● Aufgaben zum Text
1) Prüfen Sie anhand des Textes über den Dodo, ob die folgenden Aussagen zutreffen: (a) Der Dodo konnte nicht fliegen. (b) Der Dodo legte mehrere Eier im Jahr. (c) Beth Shapiro hat Colossal Biosciences gegründet. Antworten Sie jeweils mit Ja oder Nein und zitieren Sie die entscheidende Textstelle wörtlich.
2) Schreiben Sie den Text über den Dodo weiter, und zwar im Anschluss an seinen letzten Satz.

● Lesetext
%%

Der Dodo wurde in der zweiten Hälfte des 17. Jahrhunderts zum letzten Mal gesehen. Deshalb kann man definitiv behaupten, er ist ausgestorben. Das soll sich nun ändern. Das Erbgut des Dodo wurde rekonstruiert. Und deshalb kündigte das Start-up Unternehmen Colossal Biosciences Ende Januar 2023 an, einen genetischen Doppelgänger wiederzuerschaffen.
Dead as a Dodo
Im englischsprachigen Raum schlug diese Mitteilung hohe Wellen. Denn dort ist der Dodo längst Kult. Es gibt ihn auf Kaffeetassen, Fleecedecken, Geschenkpapier und T-Shirts. Das mag an seiner unnachahmlichen Gestalt liegen: plattfüßig, kurzbeinig, flugunfähig, schwergewichtig, vollkommen friedfertig – eine Hässlichkeit zum Knutschen.
Die Landung europäischer Seefahrer auf seiner Insel Mauritius im Indischen Ozean bedeutete das Ende der endemischen Art. Vertrauensvoll watschelte der Dodo auf die ausgehungerten Zweibeiner zu, da er bis dato keine Fressfeinde kannte. Affen und Ratten im Gefolge des Menschen gaben ihm den Rest. Denn wie der neuseeländische Kakapo brütete er ungeschützt auf dem Boden. Bei nur einem gelegten Ei pro Jahr sein Untergang.
Die Rekonstruktion des Dodo
Die Paläogenetikerin Beth Shapiro arbeitet an dem Dodo-Projekt für das 2021 vom Tech-Unternehmer Ben Lamm und dem Harvard-Genetiker George Church gegründete Start-up. Sie hatte an der University of California in Santa Cruz bereits 2002 das alte Dodo-Erbgut untersucht und mit ihrem Team ein Stück mitochondrialer DNA (mtDNA) des Vogels extrahiert. Dabei kam sie zu dem Ergebnis, dass der engste lebende Verwandte des Dodos die Kragentaube war. Bis 2022 konnte das Team in Santa Cruz das gesamte Genom des Dodos rekonstruieren, wie -> Christine Kenneally in ihrem Dodo-Artikel im Wissenschaftsmagazin Spektrum erläuterte.
Allerdings ist Erbgut nach so langer Zeit degradiert. Deshalb wandeln ähnliche Projekte bisher das Genom einer nah verwandten Spezies so ab, dass eine Art Doppelgänger des ausgestorbenen Tieres entsteht. Das künstlich veränderte Genom pflanzt man anschließend in eine Eizelle dieser verwandten Art ein, aus der sich dann das fertige Tier entwickelt.

%%

(Bildbezogene Zeigedaten)
%%

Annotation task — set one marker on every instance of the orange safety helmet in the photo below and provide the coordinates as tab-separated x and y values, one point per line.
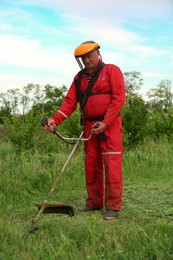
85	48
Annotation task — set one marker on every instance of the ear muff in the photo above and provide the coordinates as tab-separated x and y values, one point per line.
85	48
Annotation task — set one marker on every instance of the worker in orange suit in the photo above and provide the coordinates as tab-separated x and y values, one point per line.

%%
%%

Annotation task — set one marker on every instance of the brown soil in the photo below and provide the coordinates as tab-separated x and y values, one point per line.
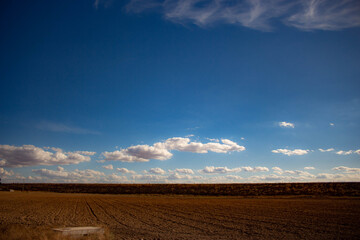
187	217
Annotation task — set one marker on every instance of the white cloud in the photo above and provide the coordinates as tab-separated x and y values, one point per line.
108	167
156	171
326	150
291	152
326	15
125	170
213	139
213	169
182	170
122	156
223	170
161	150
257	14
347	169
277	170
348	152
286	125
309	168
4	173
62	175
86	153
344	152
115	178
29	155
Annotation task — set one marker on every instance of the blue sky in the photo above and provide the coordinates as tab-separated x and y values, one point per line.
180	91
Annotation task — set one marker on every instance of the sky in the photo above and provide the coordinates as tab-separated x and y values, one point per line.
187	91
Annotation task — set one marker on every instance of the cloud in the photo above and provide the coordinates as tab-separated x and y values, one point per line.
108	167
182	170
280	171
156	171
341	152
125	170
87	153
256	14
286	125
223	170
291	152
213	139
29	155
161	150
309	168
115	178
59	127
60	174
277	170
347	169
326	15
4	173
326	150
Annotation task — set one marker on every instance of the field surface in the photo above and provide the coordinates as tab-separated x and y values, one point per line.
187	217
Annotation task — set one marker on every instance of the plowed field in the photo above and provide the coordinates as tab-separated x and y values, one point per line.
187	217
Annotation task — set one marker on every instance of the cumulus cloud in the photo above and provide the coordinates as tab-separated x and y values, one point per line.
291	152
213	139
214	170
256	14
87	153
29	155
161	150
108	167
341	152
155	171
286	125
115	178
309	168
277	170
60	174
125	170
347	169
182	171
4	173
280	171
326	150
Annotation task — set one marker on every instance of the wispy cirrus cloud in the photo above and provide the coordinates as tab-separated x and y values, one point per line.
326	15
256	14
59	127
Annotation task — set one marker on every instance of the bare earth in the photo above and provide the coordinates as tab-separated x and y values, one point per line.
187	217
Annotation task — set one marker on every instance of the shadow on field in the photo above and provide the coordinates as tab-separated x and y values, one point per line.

%%

● Lösungen je Aufgabe
1)
(a) Ja: „flugunfähig“
(b) Nein: „Bei nur einem gelegten Ei pro Jahr sein Untergang.“
(c) Nein: „für das 2021 vom Tech-Unternehmer Ben Lamm und dem Harvard-Genetiker George Church gegründete Start-up“

2)
Genveränderte Tauben so groß wie ein Dodo
Vögel kann man allerdings noch nicht klonen. Colossal Biosciences erforscht darum ein Verfahren, mit dem man aus Vogeleiern so genannte Urkeimzellen gewinnen kann, aus denen sich reife Eizellen entwickeln. Wenn das Verfahren funktioniert, könnten solche Zellen von Tauben so manipuliert werden, dass sie schließlich zu einem dodoähnlichen Vogel heranreifen. Letztendlich müsste man dazu aber den Umweg über eine genveränderte Taube gehen, die so groß wie ein Dodo ist und zwischen 15 bis 20 kg schwer.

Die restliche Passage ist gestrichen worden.